— What the task requires —
Find every line with the string "Target" in the material below and copy it.

____ Data in this exercise

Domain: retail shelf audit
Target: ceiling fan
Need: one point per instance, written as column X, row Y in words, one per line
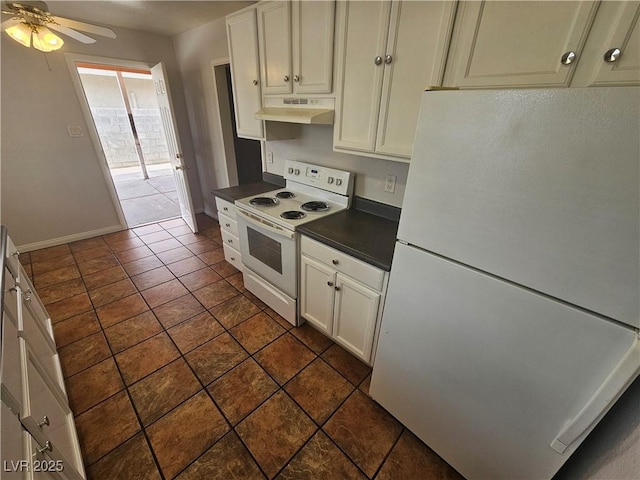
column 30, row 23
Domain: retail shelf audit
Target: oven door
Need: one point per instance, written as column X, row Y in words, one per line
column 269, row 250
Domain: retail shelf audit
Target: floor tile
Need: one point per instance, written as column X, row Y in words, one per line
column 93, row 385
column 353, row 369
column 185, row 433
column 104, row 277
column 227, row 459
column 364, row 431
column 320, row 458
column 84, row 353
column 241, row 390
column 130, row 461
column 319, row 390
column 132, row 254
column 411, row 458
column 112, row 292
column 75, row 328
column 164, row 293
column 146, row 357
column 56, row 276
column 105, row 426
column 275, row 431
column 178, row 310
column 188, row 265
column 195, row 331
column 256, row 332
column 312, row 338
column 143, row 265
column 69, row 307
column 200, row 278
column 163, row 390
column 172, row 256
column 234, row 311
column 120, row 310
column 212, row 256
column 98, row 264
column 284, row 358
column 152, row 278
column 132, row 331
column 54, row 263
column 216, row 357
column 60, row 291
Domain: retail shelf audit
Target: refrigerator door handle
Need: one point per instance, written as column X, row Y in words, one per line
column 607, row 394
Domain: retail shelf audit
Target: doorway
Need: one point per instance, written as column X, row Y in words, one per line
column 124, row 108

________
____ Data in this exercise

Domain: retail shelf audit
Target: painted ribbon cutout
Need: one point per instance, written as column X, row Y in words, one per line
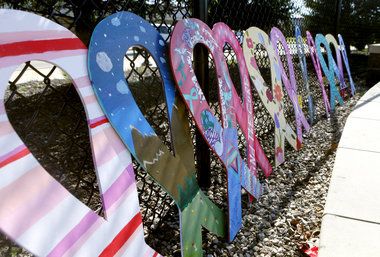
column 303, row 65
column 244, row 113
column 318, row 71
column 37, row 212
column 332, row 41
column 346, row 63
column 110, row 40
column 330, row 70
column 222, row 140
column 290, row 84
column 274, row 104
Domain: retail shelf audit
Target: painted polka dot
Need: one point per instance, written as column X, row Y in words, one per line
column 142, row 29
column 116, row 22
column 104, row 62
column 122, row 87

________

— Written answer —
Target: ceiling fan
Target: oven door
Target: floor tile
Target: refrigerator door handle
Target: doorway
Target: painted ribbon cutout
Target: painted polka dot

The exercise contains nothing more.